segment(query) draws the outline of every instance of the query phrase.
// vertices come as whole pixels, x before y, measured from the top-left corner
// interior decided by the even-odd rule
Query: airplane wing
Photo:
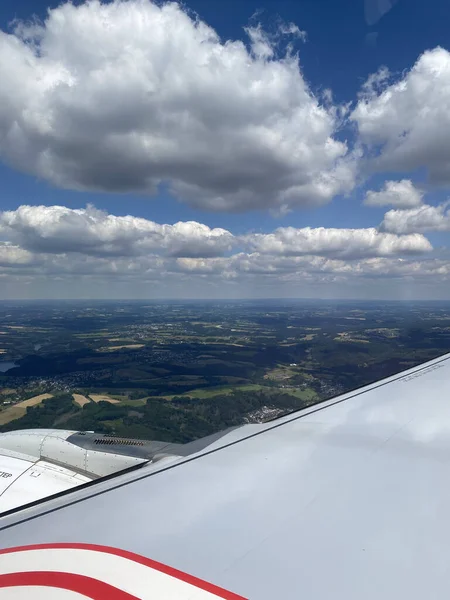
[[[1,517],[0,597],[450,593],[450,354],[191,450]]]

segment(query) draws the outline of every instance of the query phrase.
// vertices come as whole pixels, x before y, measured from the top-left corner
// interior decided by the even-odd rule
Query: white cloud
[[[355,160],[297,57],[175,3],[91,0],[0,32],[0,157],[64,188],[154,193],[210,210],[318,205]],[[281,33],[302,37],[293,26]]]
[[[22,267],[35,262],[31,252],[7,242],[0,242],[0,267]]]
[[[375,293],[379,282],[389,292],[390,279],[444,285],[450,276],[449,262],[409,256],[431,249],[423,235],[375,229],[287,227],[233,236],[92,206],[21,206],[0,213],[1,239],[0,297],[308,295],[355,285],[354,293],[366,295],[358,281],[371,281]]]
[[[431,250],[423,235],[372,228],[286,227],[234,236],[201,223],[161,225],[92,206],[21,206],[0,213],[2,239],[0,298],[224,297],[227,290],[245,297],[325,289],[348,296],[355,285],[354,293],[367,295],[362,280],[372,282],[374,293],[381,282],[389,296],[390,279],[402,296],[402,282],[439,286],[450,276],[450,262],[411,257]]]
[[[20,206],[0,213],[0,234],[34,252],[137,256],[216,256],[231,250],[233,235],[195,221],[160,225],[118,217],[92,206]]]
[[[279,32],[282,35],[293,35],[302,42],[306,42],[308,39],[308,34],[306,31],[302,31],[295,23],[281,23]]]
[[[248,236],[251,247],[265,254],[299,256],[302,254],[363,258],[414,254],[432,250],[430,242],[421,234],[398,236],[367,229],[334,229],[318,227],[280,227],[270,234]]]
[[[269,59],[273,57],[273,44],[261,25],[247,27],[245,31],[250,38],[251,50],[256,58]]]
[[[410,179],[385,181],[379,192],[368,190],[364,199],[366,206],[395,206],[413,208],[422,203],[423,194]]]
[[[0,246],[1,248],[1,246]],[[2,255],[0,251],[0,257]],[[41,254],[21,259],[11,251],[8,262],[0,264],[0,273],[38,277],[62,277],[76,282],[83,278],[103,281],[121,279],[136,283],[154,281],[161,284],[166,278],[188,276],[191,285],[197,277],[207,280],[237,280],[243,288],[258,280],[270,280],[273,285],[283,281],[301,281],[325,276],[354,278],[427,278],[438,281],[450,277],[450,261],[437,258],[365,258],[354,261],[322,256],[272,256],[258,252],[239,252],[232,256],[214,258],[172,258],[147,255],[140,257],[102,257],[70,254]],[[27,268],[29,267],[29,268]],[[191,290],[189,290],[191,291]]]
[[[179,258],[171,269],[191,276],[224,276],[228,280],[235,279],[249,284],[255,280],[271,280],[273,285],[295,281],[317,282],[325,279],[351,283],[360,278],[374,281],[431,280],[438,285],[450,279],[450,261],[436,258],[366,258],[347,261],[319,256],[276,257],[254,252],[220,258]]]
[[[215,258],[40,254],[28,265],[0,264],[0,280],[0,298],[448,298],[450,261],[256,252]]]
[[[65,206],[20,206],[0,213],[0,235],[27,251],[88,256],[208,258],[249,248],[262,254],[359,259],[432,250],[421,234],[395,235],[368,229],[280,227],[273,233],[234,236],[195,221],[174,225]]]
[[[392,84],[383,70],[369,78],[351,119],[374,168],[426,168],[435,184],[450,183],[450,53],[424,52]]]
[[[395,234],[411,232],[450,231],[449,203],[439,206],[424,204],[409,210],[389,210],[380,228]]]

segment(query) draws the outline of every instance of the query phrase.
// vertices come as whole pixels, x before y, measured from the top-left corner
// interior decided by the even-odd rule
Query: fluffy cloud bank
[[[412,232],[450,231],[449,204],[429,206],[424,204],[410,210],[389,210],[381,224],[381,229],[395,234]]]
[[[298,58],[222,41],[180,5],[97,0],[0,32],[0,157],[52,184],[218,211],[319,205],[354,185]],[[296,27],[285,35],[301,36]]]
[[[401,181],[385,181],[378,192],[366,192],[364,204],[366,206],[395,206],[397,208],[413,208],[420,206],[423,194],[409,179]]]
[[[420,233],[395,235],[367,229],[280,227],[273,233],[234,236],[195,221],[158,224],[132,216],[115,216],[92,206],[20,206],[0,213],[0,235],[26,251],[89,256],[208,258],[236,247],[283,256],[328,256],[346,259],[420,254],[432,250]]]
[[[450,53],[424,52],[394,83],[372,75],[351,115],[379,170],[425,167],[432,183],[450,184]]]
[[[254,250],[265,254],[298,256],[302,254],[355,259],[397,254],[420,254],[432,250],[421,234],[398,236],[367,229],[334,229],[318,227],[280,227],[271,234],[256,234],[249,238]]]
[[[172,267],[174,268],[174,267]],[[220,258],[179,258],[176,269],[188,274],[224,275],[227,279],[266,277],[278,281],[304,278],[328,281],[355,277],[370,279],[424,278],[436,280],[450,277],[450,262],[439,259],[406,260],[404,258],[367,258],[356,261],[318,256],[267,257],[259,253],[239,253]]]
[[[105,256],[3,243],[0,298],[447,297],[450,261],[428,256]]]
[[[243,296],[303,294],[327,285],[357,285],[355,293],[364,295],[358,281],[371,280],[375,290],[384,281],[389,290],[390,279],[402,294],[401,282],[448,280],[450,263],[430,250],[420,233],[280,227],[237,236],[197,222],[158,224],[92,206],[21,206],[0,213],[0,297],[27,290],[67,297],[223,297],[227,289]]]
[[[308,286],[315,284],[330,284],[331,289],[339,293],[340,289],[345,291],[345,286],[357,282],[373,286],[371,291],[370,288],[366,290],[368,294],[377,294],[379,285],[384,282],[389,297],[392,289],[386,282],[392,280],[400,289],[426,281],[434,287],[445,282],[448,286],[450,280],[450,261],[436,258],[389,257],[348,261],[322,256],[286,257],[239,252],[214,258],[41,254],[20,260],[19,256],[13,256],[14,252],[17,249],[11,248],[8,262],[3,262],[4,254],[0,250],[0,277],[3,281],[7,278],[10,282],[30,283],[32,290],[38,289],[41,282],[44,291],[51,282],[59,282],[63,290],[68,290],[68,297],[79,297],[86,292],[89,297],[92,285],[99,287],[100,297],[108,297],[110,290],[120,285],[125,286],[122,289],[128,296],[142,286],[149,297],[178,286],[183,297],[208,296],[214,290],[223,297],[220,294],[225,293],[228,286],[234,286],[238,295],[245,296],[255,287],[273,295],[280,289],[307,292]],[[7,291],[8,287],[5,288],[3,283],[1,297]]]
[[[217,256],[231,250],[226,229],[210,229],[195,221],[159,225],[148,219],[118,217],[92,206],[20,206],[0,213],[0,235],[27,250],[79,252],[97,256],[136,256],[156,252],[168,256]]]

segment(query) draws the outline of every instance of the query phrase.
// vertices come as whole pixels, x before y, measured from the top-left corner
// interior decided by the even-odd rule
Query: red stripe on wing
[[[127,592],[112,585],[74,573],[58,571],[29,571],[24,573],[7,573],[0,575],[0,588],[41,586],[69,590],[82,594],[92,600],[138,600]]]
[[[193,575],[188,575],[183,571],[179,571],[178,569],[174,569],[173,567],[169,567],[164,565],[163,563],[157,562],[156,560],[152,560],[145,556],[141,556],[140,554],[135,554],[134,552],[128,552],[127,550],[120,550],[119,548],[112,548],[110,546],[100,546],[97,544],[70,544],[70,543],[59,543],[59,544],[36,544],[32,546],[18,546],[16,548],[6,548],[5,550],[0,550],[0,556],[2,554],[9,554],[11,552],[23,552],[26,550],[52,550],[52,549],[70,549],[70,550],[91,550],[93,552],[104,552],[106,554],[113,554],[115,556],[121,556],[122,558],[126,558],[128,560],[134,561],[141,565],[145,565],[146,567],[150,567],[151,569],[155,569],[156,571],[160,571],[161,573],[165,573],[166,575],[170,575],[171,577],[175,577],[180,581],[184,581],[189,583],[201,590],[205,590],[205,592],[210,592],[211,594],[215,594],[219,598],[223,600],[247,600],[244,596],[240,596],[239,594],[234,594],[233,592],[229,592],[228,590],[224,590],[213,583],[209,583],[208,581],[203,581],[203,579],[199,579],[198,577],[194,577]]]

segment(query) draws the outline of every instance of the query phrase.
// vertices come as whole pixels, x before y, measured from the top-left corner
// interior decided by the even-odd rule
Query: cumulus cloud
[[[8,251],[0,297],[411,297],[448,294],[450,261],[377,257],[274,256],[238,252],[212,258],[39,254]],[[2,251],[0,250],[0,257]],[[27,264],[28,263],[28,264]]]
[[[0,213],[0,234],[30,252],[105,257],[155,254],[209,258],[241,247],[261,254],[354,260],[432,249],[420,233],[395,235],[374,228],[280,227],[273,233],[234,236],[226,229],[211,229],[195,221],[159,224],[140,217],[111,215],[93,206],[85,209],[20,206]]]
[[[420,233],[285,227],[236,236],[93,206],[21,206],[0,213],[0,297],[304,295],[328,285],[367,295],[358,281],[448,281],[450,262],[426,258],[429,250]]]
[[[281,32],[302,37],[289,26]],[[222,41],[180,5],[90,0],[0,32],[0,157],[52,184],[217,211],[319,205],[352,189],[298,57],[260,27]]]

## Task to carry out
Restate word for word the lines from the line containing "Query: cumulus cloud" through the last line of the listing, inclusive, and nothing beyond them.

## Output
Query: cumulus cloud
[[[8,251],[0,297],[411,297],[448,294],[450,261],[377,257],[274,256],[238,252],[212,258],[39,254]],[[2,251],[0,250],[0,257]],[[27,264],[28,263],[28,264]]]
[[[0,213],[0,234],[30,252],[105,257],[155,254],[209,258],[241,247],[261,254],[354,260],[432,249],[420,233],[395,235],[374,228],[280,227],[273,233],[234,236],[226,229],[211,229],[195,221],[159,224],[140,217],[111,215],[93,206],[85,209],[20,206]]]
[[[420,233],[285,227],[236,236],[93,206],[21,206],[0,213],[0,297],[304,295],[328,285],[367,295],[358,281],[448,281],[450,262],[426,258],[429,250]]]
[[[281,32],[302,37],[289,26]],[[222,41],[180,5],[90,0],[0,32],[0,157],[52,184],[217,211],[319,205],[352,189],[298,57],[260,27]]]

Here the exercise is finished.